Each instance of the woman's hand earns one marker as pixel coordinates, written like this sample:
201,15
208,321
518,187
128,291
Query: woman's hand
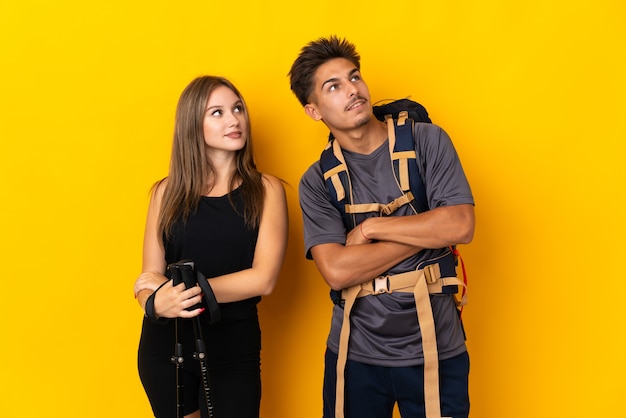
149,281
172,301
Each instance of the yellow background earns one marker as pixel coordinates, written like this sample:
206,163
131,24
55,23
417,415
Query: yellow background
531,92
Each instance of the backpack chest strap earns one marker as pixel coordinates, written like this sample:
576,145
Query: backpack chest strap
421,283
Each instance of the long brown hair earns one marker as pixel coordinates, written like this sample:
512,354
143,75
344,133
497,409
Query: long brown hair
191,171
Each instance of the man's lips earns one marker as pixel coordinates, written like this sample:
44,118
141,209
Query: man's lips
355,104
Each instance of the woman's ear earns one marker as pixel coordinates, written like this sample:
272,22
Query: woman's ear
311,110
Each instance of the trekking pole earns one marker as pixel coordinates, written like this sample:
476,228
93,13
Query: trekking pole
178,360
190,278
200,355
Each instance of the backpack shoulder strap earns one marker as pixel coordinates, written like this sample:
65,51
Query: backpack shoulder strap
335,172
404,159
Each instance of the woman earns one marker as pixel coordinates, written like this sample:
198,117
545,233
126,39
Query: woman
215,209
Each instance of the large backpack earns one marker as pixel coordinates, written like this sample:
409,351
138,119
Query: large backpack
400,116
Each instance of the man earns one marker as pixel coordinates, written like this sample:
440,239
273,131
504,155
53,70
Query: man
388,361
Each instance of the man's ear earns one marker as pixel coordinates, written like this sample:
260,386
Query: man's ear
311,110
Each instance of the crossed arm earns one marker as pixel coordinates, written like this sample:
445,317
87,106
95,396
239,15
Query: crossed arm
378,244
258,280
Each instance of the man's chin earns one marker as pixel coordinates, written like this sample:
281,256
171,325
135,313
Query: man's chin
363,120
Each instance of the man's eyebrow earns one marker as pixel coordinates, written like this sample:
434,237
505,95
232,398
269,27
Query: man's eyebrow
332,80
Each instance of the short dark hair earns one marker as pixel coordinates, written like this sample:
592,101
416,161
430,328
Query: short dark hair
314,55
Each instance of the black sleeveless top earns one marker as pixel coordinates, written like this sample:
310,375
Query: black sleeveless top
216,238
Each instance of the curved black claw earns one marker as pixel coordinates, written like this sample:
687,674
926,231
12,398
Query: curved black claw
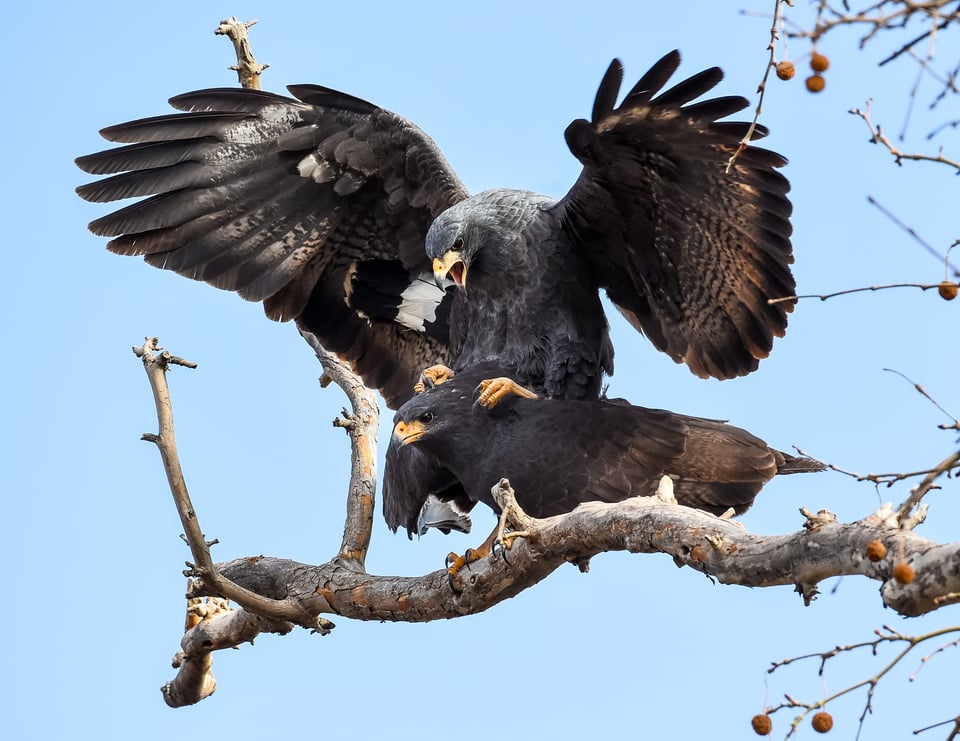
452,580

┄┄┄┄┄┄

Retype every one of the records above word for word, leaving out the pictures.

Each instance of the woman's hand earns one marker as pixel coordinates, written like this sample:
201,15
208,321
518,187
128,291
Query: woman's hand
149,281
172,301
Each instance of the yellow background earns one marker as pixel coordinates, written like this sample:
206,163
131,24
55,23
417,415
Query: yellow background
531,92
Each instance of the backpack chest strap earns one marker as pixel coordinates, written like this sample:
576,145
Query: backpack chest strap
421,283
Each instance of the long brown hair earns one marker as pixel coordinates, written like this sample:
512,354
143,75
344,133
497,409
Query: long brown hair
191,171
Each instance of the man's lips earns one marker as pixel coordinates, written like this sample:
44,118
141,209
Query: man's lips
355,104
Each instance of the woman's ear earns one marker as pixel coordinates, written like this sample:
272,22
Query: woman's ear
311,110
Each instance of the trekking pole earns one marker as pixel coordinates, written like this sample:
476,228
93,13
Query: trekking pole
178,360
190,278
200,355
Each instance of the backpack shoulder strap earns one marker as pixel coordinates, written like this sample:
65,51
Query: backpack shoulder strap
335,172
404,159
Each instance of the woman earns one marker as pixel coordinates, written like this sample:
198,117
545,233
126,39
Query: woman
215,209
Each instance of the large backpack earns one marker as pixel coordinates, written like this sample:
409,351
138,119
Query: large backpack
400,116
Each instance of the man earns one marker as pixel coordinates, written like this sample:
440,239
273,131
504,155
53,70
Query: man
388,361
Each instance of the man's ear earns one marker as pixel coordinates, written like this sample:
260,386
Query: man's ear
311,110
Each instance of the crossed arm earns one marker as pixel coordinates, written like this sample:
445,317
87,106
95,396
239,15
Query: crossed arm
378,244
258,280
Each instance of the man's chin earns one marker as pixel coordinates, written like this sample:
281,256
171,325
135,313
Query: man's chin
363,120
Each instance of the man's eyebrow earns one marker as pixel coordinates, written like this sample:
434,237
505,95
232,398
269,27
Query: man's eyebrow
332,80
Each instance of the short dark hair earns one marker as pixel coordinates, written like this sample:
592,101
416,161
430,328
Query: short dark hair
314,55
Each instance of the black sleeveless top earns one marker as pixel coordinates, written like this sample:
310,375
Query: black sleeveless top
216,238
Each instance of the curved black claw earns one marker as pixel coordinates, written like this sample:
687,674
926,231
12,398
Query: curved black claw
452,580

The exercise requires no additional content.